Exercise directions
Retype each line of the material exactly, please, skipping any picture in it.

Data provided
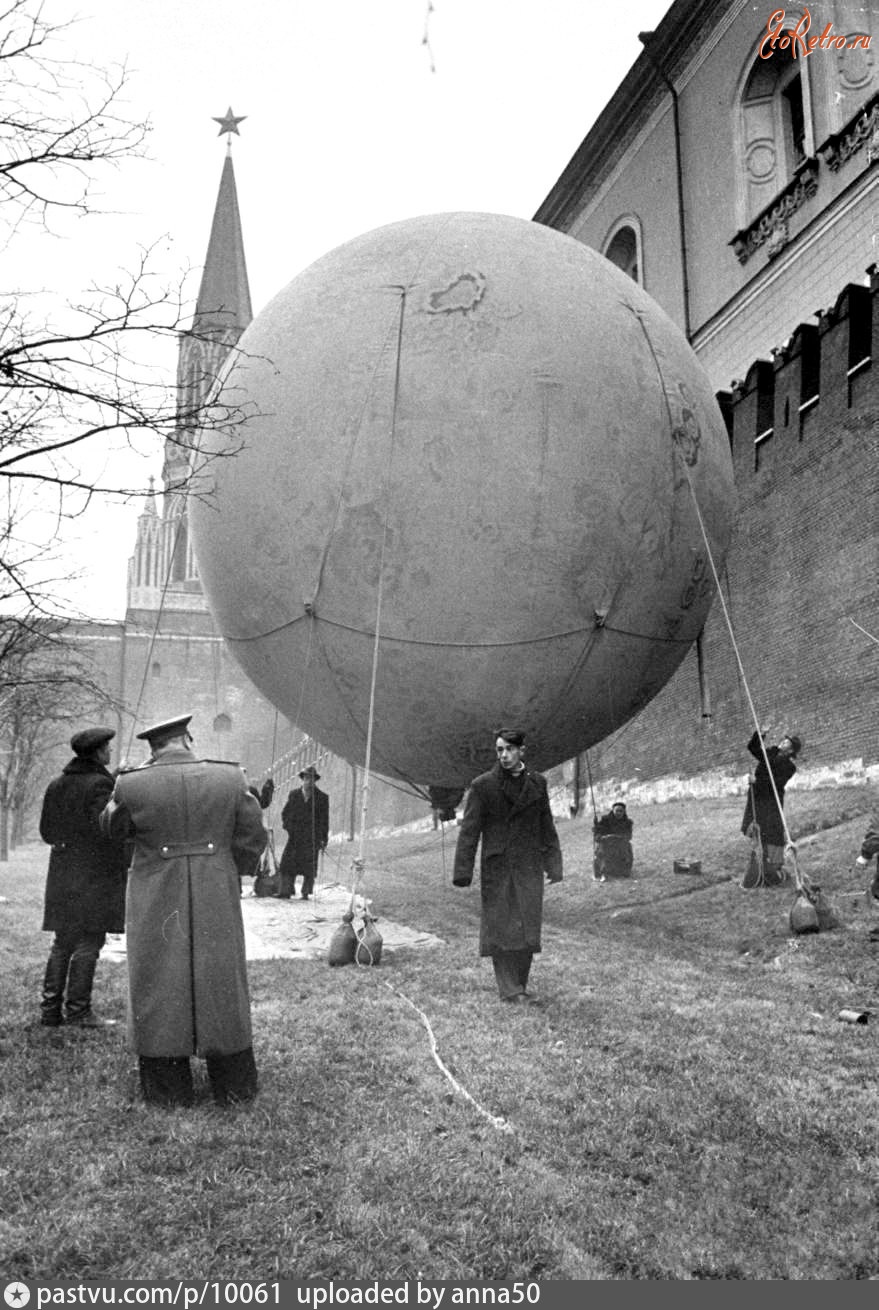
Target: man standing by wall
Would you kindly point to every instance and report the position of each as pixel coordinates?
(195, 827)
(305, 819)
(85, 887)
(508, 808)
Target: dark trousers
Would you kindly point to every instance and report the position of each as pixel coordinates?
(70, 975)
(301, 867)
(511, 970)
(168, 1080)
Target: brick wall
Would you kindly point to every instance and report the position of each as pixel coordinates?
(804, 562)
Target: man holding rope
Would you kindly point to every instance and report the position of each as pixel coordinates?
(763, 818)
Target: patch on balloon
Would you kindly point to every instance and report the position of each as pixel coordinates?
(460, 296)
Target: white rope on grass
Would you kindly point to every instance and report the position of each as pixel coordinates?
(495, 1120)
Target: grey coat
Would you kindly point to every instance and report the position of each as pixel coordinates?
(195, 828)
(519, 845)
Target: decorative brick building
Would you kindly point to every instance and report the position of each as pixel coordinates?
(740, 187)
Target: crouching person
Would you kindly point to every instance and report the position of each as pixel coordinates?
(195, 828)
(612, 853)
(85, 887)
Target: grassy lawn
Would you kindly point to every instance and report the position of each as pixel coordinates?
(684, 1103)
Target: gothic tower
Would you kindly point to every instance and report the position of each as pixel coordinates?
(163, 560)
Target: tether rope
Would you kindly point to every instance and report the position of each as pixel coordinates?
(151, 647)
(874, 639)
(495, 1120)
(464, 646)
(799, 882)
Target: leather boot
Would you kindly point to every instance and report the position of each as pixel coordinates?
(50, 1006)
(233, 1077)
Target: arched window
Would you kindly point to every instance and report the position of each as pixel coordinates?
(774, 129)
(624, 248)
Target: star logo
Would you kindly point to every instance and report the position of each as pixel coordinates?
(229, 123)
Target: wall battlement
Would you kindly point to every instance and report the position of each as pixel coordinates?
(802, 570)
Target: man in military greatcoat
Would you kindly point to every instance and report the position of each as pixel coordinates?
(195, 828)
(508, 810)
(305, 819)
(85, 886)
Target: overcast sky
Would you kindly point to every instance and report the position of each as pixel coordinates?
(351, 121)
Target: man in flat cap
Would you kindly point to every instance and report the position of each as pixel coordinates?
(85, 886)
(195, 828)
(305, 819)
(508, 810)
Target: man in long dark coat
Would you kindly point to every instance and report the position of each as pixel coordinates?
(763, 814)
(195, 828)
(85, 886)
(305, 819)
(508, 810)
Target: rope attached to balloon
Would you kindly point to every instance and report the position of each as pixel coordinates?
(801, 882)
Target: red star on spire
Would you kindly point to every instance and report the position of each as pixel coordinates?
(229, 123)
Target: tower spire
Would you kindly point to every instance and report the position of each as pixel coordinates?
(223, 311)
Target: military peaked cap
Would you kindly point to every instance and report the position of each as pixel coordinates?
(168, 727)
(89, 739)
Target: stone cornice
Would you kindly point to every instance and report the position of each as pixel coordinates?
(676, 39)
(770, 225)
(860, 131)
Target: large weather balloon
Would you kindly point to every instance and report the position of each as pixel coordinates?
(480, 439)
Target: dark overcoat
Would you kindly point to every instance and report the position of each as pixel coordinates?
(519, 845)
(195, 828)
(760, 804)
(85, 887)
(307, 824)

Exercise output
Target: man standing by wall
Would you kindly point to every instance and report the position of each as pixel coordinates?
(195, 827)
(305, 819)
(85, 887)
(508, 808)
Target: dark trousers
Would you kindly point to every instance and report the position of each as pixel coordinates?
(70, 975)
(301, 867)
(511, 970)
(168, 1080)
Target: brick wall
Would you kindly point to every instance and report the position of each as pixel coordinates?
(804, 562)
Target: man holding rope
Would you kindly point to every instance and report the position of each as pixel coordinates?
(763, 818)
Target: patch on balloon
Would you kindly point to every instance and report the position of each as pixel coordinates?
(460, 296)
Target: white rope on grass
Would you kindly point to every instance and report the position of each as pixel coordinates?
(495, 1120)
Target: grey coat
Would you kindly point to every instance and report the position of each as pixel coordinates?
(195, 828)
(519, 845)
Target: decorative brick building
Would you kindly point to every instance and report the position of each as pixel coordinates?
(740, 187)
Target: crouching person
Would you kindly point to every instance and report the position of each as pixel coordinates?
(195, 828)
(612, 853)
(85, 887)
Target: grassy lawn
Would you kindly point to every instance and report the position of each as pixel coordinates?
(684, 1103)
Target: gothic tower
Would you kindly point to every instance and report the position of each as pixel coordinates?
(163, 560)
Target: tether rope
Would you kindly point to every instance and report the position of each as pixel coordinates?
(151, 647)
(874, 639)
(495, 1120)
(464, 646)
(799, 882)
Target: leather boot
Would you kindly point to every instance and report the position of each as pixel coordinates?
(50, 1006)
(233, 1077)
Target: arched window
Would you kindly point to every instance and report the position of each as pixel coordinates?
(774, 129)
(624, 248)
Target: star logo
Would you kindly point to every instance and report the position of each as pixel coordinates?
(229, 123)
Target: wall battlement
Would you kindly point to every instance and report the position of each as pixel coordinates?
(802, 570)
Target: man in military greatcoat
Would you kindly point to every instance and report the position of each as pixel coordinates?
(195, 828)
(508, 810)
(305, 819)
(85, 886)
Target: overcast sky
Would you kindly point to every instance and report the position of each as pixel coordinates?
(351, 121)
Target: man in flat cap
Would you kindly point to every instance and report the position of each as pixel coordinates?
(85, 886)
(195, 828)
(305, 819)
(508, 810)
Target: man in long dark coat
Would you kindly point to every instance and report the position of each as pixel coordinates?
(763, 814)
(195, 828)
(85, 886)
(305, 819)
(508, 810)
Target: rope attached to balloon
Would you kindly point to every instance and report the position of each as pixel coordinates?
(801, 882)
Target: red star on spire
Would you kindly point to every instance and report the position of each as pixel coordinates?
(229, 123)
Target: tower spire
Would you kindly point to every instance and report the position of each as pixel coordinates?
(223, 311)
Target: military peaked cap
Would you kindly point to every instance and report the position of each as pixel coordinates?
(168, 727)
(89, 739)
Target: stone cornice
Would you kindly point to every instance and report the position of each as pixel coordinates?
(676, 39)
(770, 225)
(860, 131)
Target: large weather balloon
Would you kindly point to every instance and report the position of each as pixel coordinates?
(480, 439)
Target: dark overcoat
Would you kindly point to every instance and report the position of each as pixel coordinates?
(519, 845)
(195, 828)
(760, 804)
(85, 887)
(307, 824)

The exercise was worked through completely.